Task: The answer should be every line below, retyped exactly.

_ _ _

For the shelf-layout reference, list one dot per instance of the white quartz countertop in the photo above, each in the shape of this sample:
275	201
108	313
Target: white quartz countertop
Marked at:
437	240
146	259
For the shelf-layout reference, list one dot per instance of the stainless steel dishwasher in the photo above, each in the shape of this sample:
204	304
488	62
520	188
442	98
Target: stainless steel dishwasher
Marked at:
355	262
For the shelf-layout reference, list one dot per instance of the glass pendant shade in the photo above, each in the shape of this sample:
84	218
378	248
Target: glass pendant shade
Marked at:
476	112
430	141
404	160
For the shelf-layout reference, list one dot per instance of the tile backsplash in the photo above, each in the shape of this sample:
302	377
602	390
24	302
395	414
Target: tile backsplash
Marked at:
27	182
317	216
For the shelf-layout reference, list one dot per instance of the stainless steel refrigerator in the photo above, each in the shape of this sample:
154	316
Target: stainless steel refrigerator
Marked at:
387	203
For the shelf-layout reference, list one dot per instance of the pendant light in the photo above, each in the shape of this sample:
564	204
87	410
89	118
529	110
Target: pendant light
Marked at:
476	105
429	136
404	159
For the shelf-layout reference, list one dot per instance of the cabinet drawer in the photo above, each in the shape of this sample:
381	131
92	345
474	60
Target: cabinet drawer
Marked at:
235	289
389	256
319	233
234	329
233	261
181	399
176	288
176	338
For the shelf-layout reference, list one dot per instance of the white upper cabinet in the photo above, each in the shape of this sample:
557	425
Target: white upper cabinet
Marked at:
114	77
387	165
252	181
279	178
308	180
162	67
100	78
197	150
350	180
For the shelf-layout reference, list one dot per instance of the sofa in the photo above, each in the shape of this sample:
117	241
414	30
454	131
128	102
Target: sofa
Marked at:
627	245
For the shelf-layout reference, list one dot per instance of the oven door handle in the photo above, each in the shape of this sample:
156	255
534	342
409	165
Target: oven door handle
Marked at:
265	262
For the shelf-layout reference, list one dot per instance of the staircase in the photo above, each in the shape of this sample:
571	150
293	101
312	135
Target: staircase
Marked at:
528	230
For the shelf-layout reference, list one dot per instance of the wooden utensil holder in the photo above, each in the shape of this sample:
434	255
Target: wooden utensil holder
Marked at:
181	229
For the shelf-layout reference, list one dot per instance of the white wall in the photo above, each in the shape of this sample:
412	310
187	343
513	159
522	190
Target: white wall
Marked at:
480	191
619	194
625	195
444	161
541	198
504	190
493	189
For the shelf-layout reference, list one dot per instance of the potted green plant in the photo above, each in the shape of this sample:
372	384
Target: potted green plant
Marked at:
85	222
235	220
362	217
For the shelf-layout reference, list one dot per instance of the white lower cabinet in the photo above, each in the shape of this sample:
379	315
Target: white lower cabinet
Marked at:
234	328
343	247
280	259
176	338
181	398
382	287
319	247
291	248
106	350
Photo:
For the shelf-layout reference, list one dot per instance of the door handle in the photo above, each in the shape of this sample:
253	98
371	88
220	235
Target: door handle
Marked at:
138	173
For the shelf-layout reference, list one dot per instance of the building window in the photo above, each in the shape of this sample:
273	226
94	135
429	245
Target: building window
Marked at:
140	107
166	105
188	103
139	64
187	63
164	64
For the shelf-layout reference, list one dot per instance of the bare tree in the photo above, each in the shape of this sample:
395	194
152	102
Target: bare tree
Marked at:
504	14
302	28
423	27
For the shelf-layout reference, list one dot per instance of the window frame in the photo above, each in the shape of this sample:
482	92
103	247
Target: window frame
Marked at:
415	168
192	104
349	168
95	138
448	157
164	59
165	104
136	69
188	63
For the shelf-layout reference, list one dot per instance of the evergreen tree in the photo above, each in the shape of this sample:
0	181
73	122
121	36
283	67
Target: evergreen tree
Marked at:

_ _ _

Reply to the exercise:
For the shelf-layout reference, list one dot per instance of the white quartz countertop in the photo above, each in the shape of this sample:
275	201
108	313
Target: white quartz countertop
Marked at:
437	240
146	259
For the shelf-layout reference, list one dot per instance of the stainless steel dishwasher in the photo above, each in the shape of this sample:
204	304
488	62
520	188
442	98
Target: stainless steel dishwasher
Marked at:
355	262
For the shelf-layout reference, list one dot per instance of the glass pendant shade in the photo above, each in the shape of this sample:
84	218
378	248
Target: glass pendant shade
Marked at:
476	112
430	141
404	160
For the shelf-layout reference, list one dot per instance of the tile backsplash in the photo above, each in the shape of this sample:
302	377
602	390
24	302
395	414
Target: tile backsplash
Marked at:
27	182
317	216
For the shelf-layout reference, list one dot per instance of the stainless steel refrigerator in the photo above, each in the shape of this sample:
154	316
Target: stainless steel refrigerator
Marked at:
387	203
For the shelf-layout reference, list one dot per instance of the pendant light in the photo above, each in the shape of this sample:
564	204
87	410
89	118
529	110
Target: pendant light
Marked at:
476	105
429	136
404	159
For the shelf-layout reference, list one dot per instance of the cabinet drawer in the photo above, each in the shape of this sample:
381	131
92	345
474	60
Target: cabinet drawer
Marked at:
235	289
389	256
319	233
234	329
233	261
181	399
176	288
176	338
For the shelf-layout reference, list one dot per instance of the white upper cabinet in the photo above, each in the shape of this sample:
557	425
Target: white upper cabinet
Marked at:
114	77
387	165
252	181
279	178
308	180
162	67
100	78
197	150
350	180
For the shelf-layout reference, list one dot per instance of the sofa in the photo above, each in the shape of this sample:
117	241
414	30
454	131
128	102
Target: sofa
Marked at:
627	245
For the shelf-layout reference, list one dot per instance of the oven door handle in the photo above, each in the shape of this sample:
156	255
534	342
409	165
Target: oven door handle
Marked at:
265	262
For the shelf-layout reference, list one dot per instance of the staircase in the photo above, each in the shape of this sample:
571	150
293	101
312	135
Target: staircase
Marked at:
528	230
For the shelf-layout reference, list one dot per instance of the wooden utensil holder in the photo above, each in the shape of this sample:
434	255
Target: wooden utensil holder
Marked at:
181	229
For the shelf-layout reference, list one dot per instance of the white wall in the photo above, each in the shape of this sample:
412	310
187	343
513	159
522	190
Target: white wall
Marked at:
480	191
619	194
625	195
444	161
541	198
504	190
493	189
For the shelf-layout reference, list one dot per instance of the potted green plant in the photo above, each in the shape of this sample:
372	384
Target: potted green plant
Marked at:
85	222
235	220
362	217
For the shelf-layout reference, list one dot per instance of the white lower cabinet in the photo above, each in the shape of this sample:
379	315
Target: white lower cabinet
Marked at:
234	328
343	247
280	259
176	338
181	398
382	287
319	247
291	248
106	350
Photo:
For the shelf-layout reference, list one dot per instance of the door handle in the photo above, each in the shape of this sample:
253	98
371	88
220	235
Target: door handle
Marked at:
138	173
For the shelf-layout reference, list one dot per instance of the building window in the photo above, each in the shape of this sample:
273	226
94	135
429	245
Target: building window
Marked at:
140	107
166	105
188	103
139	64
187	63
164	64
For the shelf-layout reference, list one dot per instance of the bare tree in the photo above, each in the shape of this sample:
395	194
152	102
Target: bare tree
Marked at:
504	14
302	28
423	27
For the shelf-layout reference, list one dot per instance of the window frame in the photo above, each in the shape of this sample:
482	92
103	247
Target: window frame
Marked at:
415	168
192	104
349	168
95	138
448	157
164	59
165	104
136	69
188	63
For the shelf-layout reference, list one dot per instance of the evergreen tree in the photo above, each in the shape of this sample:
0	181
73	122
121	36
283	67
Target: evergreen tree
Marked at:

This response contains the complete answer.